[Saved entries]
<<<<
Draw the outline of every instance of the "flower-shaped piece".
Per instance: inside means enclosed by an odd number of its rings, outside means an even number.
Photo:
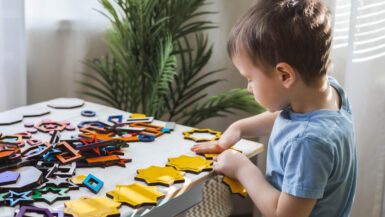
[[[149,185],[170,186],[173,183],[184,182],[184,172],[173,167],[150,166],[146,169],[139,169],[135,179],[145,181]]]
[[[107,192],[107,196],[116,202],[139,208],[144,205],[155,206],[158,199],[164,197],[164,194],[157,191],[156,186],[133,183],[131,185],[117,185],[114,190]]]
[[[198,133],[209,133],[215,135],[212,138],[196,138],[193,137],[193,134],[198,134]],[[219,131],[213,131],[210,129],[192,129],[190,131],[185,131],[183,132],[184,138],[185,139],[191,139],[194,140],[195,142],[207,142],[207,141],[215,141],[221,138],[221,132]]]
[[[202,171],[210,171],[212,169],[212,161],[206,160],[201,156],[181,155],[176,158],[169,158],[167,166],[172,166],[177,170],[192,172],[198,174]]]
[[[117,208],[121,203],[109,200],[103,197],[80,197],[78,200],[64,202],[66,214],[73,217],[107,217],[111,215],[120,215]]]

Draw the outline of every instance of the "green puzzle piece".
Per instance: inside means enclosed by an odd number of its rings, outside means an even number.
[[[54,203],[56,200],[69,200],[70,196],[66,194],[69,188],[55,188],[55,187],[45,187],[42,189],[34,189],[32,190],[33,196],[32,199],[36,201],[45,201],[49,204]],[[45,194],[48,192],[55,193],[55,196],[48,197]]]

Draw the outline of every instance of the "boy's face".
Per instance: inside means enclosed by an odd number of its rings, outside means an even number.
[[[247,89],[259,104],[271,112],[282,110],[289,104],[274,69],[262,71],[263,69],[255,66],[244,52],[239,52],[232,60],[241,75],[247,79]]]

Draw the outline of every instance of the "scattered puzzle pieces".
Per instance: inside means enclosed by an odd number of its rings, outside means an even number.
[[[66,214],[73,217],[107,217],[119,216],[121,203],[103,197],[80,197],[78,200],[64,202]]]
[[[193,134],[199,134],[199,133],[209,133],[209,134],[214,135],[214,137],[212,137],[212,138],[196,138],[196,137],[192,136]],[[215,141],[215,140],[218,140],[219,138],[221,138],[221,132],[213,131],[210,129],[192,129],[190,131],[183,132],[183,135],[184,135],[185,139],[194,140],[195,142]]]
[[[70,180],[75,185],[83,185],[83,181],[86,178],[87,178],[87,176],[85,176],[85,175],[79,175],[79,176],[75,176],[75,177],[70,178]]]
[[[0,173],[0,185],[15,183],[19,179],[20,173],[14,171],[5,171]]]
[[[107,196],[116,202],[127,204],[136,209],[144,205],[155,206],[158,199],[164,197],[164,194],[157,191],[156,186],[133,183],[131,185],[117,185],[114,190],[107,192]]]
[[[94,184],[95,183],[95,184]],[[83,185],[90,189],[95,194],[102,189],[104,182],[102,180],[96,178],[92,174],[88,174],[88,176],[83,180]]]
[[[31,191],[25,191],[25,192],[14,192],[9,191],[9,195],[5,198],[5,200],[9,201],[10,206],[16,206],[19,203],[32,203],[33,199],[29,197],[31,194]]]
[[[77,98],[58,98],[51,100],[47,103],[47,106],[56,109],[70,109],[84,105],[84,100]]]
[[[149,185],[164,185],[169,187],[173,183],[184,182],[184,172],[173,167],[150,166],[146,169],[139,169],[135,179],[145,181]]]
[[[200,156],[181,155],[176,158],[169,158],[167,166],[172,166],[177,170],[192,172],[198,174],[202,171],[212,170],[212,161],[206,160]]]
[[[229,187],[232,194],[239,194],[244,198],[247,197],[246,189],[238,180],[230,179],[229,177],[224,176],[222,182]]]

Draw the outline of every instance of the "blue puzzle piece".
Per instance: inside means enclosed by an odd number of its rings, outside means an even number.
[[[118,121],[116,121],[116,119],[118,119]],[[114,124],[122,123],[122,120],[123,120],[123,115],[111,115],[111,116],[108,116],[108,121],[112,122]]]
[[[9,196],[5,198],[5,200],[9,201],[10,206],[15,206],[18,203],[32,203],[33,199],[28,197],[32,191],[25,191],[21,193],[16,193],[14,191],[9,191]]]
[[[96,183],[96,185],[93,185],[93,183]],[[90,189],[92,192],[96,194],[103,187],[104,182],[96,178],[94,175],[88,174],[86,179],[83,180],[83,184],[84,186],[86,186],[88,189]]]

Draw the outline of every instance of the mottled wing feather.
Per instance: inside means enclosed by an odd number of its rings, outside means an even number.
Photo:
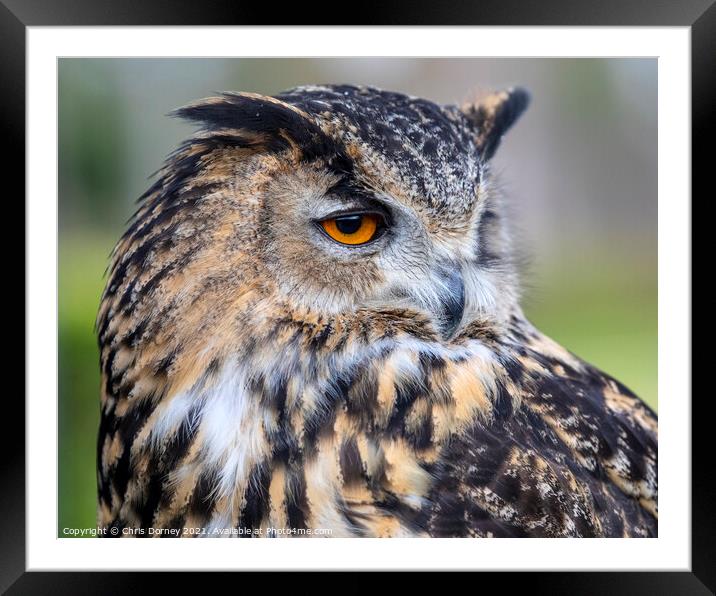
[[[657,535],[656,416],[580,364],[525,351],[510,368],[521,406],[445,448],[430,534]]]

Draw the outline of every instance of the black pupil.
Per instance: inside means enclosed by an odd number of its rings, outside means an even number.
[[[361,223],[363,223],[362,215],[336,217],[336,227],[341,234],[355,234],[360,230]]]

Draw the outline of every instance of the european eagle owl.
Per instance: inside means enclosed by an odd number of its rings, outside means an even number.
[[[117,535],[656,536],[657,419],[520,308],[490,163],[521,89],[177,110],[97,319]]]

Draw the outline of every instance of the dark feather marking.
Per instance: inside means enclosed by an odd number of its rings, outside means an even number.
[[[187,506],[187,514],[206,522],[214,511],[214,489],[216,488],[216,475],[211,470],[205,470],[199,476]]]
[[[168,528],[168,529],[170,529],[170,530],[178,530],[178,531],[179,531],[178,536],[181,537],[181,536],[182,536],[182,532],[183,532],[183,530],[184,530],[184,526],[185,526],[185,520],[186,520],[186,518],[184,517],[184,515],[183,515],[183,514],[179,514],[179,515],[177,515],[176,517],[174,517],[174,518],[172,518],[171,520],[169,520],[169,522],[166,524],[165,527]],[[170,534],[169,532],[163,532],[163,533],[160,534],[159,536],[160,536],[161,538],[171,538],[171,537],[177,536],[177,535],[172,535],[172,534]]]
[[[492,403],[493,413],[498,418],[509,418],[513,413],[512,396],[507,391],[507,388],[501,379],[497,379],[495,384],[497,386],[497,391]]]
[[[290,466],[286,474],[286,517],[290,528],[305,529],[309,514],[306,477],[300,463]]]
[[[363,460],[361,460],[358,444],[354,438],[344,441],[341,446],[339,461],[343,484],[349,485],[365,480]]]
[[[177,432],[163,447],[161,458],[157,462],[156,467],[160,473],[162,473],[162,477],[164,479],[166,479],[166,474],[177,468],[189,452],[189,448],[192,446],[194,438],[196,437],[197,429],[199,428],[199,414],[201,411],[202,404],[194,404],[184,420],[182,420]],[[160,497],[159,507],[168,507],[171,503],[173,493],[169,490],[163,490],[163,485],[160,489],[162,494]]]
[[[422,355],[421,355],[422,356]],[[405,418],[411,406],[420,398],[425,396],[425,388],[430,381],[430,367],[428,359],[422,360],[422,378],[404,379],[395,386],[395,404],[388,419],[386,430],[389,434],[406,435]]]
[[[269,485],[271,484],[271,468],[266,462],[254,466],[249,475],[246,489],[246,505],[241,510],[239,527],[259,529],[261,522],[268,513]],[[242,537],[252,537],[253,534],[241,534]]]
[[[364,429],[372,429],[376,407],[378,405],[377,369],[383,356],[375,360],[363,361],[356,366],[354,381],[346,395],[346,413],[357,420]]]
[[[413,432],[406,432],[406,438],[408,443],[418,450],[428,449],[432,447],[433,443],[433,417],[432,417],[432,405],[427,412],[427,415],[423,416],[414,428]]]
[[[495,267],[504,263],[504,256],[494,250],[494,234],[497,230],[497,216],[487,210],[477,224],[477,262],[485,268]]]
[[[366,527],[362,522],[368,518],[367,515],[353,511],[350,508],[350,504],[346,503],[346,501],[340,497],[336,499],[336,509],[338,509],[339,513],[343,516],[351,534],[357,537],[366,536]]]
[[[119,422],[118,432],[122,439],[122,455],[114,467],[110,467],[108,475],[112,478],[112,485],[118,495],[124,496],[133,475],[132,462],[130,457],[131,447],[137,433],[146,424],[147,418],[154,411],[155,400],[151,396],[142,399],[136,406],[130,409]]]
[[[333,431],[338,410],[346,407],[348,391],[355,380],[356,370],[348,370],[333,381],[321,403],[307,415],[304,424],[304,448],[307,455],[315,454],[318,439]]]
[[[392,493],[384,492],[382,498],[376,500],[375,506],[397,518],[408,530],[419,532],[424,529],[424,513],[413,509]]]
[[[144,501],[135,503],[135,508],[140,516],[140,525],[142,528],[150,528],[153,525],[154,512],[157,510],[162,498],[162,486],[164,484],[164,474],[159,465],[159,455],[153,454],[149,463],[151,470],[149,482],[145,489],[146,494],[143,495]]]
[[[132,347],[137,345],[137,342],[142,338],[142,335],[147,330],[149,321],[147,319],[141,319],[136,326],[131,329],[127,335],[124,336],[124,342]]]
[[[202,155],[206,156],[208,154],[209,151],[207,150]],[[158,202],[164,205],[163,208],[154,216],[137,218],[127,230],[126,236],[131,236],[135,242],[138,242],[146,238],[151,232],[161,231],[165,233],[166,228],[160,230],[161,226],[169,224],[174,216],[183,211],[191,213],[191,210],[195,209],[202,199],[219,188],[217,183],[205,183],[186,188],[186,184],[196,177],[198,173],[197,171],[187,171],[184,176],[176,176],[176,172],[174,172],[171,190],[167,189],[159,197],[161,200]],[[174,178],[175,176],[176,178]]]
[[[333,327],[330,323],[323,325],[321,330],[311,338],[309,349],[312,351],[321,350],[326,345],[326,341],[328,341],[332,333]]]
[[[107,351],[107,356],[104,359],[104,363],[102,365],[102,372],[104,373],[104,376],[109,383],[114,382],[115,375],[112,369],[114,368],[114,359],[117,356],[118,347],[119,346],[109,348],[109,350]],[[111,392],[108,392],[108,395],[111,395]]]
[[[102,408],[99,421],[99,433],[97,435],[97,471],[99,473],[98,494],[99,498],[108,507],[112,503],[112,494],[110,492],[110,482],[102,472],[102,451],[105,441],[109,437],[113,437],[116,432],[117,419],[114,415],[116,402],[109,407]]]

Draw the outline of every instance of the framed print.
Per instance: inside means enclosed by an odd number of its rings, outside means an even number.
>>>>
▶ _What you have to do_: Working from the entries above, reproduce exactly and only the lines beginning with the line that has "Draw the outline of every instance of the mottled" and ending with the line that has "Draw the outline of every instance of the european"; omit all pictures.

▶ _Answer box_:
Draw the outline of every instance of the mottled wing feather.
Per instance: inside means enclosed by an odd number of its rings, outside means an even number.
Photo:
[[[657,535],[656,416],[580,364],[525,351],[510,368],[521,406],[445,448],[430,534]]]

Draw the outline of every instance of the black pupil.
Per instance: inside means enclosed by an odd number of its rings, outside means an even number.
[[[361,223],[363,223],[362,215],[336,217],[336,227],[341,234],[355,234],[360,230]]]

Draw the outline of every instance of the european eagle owl.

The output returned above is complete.